** Problem to solve **
When the string "tile" is part of a line in the data below, report the whole line.

Exercise inputs START

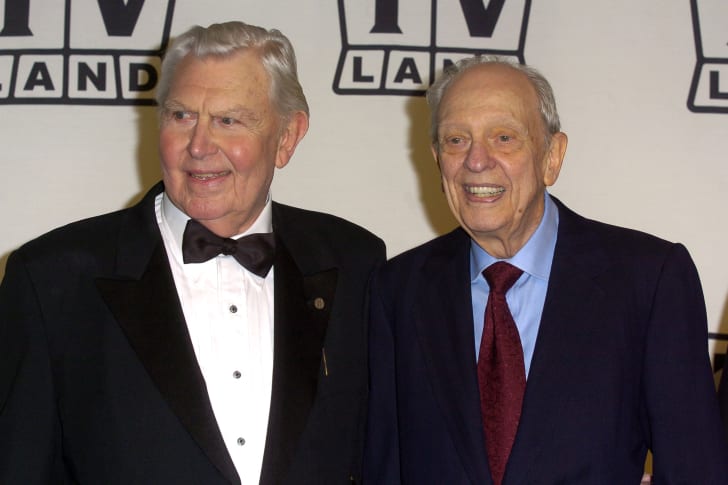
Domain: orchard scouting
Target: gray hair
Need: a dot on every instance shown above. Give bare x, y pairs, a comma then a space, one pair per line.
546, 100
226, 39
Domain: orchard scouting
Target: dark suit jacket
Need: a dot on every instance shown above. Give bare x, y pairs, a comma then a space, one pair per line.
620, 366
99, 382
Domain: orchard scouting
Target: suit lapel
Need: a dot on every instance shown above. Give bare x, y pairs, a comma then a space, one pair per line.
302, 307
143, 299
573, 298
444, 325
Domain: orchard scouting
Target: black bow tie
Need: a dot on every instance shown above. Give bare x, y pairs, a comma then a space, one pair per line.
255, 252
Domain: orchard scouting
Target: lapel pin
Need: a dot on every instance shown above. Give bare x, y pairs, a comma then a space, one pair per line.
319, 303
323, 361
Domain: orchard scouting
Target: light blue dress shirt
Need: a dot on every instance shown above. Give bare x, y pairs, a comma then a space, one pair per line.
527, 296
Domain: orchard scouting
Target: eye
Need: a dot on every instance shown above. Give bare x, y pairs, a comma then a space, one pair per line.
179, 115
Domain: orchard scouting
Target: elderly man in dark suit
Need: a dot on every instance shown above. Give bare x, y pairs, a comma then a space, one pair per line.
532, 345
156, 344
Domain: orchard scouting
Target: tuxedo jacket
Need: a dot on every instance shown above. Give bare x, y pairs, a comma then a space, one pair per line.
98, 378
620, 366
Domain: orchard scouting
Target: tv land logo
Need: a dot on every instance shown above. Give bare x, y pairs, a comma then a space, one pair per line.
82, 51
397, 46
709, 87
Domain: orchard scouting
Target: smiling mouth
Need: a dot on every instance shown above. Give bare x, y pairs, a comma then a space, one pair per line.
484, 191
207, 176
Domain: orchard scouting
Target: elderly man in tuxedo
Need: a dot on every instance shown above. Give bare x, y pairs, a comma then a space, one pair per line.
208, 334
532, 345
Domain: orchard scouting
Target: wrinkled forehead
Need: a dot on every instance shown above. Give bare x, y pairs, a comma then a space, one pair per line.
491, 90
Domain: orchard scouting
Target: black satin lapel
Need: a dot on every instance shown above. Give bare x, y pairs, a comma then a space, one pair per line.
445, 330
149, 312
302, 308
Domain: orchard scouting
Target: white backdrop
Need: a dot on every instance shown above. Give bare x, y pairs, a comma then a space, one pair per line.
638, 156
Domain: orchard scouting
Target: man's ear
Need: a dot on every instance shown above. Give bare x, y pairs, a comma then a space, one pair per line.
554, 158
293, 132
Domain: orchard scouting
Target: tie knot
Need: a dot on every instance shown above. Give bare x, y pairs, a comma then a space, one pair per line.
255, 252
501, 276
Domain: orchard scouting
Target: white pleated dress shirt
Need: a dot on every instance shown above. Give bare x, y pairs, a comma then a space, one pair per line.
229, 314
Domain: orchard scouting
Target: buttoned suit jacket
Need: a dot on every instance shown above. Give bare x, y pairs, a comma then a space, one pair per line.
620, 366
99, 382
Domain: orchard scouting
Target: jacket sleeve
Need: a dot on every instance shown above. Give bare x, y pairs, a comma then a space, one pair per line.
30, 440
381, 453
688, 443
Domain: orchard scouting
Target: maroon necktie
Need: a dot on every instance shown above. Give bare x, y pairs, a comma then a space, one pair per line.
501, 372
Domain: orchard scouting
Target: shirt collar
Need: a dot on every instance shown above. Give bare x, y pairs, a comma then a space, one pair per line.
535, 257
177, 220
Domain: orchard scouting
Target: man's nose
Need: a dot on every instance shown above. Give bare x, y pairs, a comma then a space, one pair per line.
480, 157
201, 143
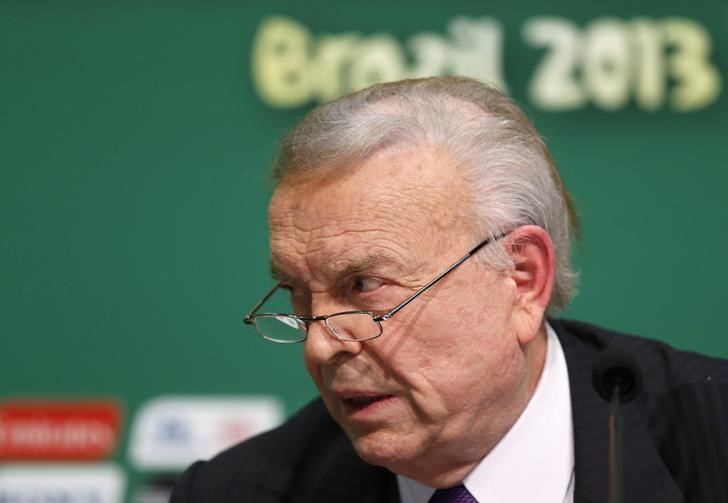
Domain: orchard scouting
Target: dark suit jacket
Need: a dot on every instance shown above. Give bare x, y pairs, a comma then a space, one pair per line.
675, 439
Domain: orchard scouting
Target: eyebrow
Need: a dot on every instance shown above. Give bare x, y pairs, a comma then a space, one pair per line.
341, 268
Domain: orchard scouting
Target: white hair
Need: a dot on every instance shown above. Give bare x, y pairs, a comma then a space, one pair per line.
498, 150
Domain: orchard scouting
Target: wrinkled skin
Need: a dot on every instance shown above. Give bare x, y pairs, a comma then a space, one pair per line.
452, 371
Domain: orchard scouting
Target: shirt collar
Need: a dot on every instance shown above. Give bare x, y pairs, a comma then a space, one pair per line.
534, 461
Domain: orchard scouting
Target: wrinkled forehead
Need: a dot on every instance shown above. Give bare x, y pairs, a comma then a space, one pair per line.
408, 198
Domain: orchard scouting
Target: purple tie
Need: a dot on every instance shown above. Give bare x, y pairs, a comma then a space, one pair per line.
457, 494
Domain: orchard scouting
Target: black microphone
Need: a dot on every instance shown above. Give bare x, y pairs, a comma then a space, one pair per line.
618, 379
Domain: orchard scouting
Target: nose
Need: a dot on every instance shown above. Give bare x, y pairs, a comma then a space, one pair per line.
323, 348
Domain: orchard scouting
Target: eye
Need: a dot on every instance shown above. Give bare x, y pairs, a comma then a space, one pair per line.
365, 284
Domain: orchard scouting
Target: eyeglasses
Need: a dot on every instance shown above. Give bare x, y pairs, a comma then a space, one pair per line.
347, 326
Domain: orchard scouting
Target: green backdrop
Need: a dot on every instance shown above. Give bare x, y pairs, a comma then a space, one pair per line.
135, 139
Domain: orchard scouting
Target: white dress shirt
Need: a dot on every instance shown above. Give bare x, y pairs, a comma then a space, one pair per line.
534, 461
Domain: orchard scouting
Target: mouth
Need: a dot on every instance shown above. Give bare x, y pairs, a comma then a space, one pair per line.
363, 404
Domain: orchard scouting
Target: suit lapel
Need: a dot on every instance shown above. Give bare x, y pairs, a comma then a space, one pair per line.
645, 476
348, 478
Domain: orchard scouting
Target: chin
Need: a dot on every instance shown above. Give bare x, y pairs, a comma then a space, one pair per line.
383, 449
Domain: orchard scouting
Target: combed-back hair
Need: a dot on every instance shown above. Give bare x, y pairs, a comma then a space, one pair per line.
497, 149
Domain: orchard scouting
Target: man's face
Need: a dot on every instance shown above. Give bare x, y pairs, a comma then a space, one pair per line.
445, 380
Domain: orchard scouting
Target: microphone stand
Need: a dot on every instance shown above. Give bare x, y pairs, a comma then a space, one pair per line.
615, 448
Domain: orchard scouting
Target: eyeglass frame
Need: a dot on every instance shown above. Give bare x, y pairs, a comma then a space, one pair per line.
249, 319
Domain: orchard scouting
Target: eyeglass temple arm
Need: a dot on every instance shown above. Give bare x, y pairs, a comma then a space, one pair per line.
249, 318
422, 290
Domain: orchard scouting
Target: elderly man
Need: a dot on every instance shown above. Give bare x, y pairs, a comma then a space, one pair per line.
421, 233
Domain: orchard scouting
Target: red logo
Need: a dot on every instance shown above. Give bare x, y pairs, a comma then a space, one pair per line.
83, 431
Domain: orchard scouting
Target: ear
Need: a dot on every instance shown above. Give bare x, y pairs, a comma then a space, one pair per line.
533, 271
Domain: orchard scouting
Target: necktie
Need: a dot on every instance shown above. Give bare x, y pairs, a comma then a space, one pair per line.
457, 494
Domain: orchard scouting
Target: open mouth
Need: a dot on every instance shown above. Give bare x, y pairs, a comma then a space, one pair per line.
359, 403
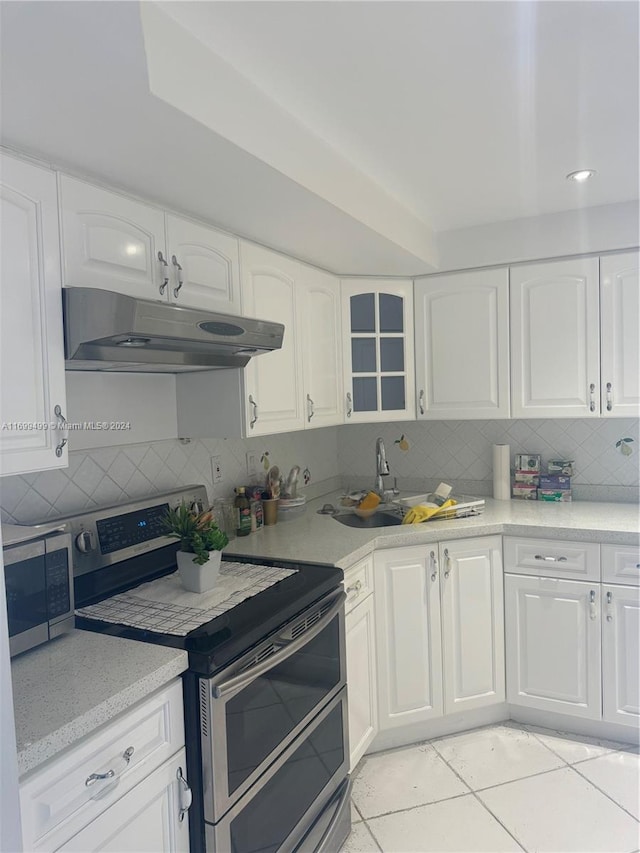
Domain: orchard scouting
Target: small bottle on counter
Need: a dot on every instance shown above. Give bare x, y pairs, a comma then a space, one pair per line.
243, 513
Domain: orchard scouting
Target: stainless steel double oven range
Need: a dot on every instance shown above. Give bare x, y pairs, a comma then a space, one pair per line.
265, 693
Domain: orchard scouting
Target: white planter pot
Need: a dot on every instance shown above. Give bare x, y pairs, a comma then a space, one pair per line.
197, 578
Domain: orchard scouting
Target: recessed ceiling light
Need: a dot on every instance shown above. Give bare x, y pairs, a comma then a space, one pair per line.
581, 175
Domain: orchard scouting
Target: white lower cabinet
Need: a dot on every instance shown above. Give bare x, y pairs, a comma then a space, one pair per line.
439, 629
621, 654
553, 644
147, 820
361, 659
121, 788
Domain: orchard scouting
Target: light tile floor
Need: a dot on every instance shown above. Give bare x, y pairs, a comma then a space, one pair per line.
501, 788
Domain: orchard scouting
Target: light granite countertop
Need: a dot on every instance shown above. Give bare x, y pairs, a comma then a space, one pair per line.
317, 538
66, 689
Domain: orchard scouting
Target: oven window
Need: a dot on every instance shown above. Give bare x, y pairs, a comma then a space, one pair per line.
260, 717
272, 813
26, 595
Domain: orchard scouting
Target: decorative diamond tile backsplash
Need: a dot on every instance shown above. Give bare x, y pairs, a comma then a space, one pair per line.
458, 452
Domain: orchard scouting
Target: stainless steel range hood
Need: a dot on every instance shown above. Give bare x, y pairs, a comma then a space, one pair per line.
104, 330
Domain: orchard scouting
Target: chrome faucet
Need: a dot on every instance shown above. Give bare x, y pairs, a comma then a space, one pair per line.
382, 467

Exercise inputs END
Exercise inputs START

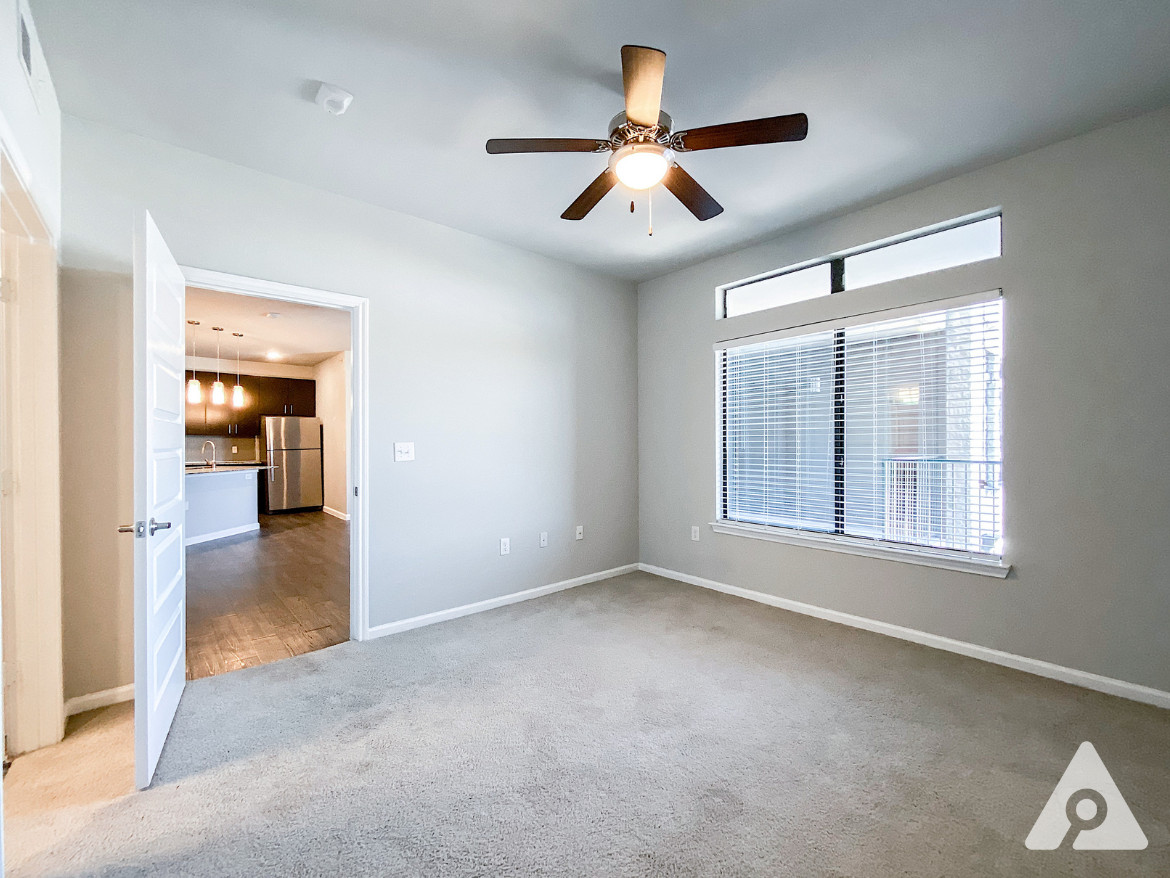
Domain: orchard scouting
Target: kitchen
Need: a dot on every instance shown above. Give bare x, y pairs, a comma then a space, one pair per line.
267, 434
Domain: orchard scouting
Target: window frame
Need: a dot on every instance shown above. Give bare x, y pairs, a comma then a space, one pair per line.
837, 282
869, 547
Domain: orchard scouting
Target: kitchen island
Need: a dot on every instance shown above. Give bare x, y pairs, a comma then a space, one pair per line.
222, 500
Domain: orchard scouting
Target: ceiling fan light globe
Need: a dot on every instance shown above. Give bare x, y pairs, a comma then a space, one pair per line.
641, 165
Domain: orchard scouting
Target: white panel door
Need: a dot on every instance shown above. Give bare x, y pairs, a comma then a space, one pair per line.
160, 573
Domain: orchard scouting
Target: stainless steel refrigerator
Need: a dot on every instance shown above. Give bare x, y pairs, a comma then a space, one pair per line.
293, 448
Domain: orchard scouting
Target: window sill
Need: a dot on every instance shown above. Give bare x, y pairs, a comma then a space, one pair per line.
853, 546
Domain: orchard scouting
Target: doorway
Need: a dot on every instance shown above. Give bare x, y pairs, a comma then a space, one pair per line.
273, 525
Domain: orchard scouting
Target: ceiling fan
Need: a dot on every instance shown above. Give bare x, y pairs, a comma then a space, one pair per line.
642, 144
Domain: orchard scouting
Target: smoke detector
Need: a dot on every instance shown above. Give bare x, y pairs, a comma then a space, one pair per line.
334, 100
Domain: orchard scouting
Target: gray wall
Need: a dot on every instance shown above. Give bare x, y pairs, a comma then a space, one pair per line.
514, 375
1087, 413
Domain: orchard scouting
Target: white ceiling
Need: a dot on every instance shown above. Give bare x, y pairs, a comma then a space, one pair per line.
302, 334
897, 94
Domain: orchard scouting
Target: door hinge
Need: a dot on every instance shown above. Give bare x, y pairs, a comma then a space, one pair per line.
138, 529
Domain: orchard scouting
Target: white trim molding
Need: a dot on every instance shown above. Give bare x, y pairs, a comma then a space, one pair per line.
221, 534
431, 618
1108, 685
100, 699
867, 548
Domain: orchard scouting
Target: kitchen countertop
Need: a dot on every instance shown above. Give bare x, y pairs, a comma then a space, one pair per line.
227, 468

Exercise inputs END

** Response to this task **
Target: light tile floor
Target: decorative diamond tile backsplash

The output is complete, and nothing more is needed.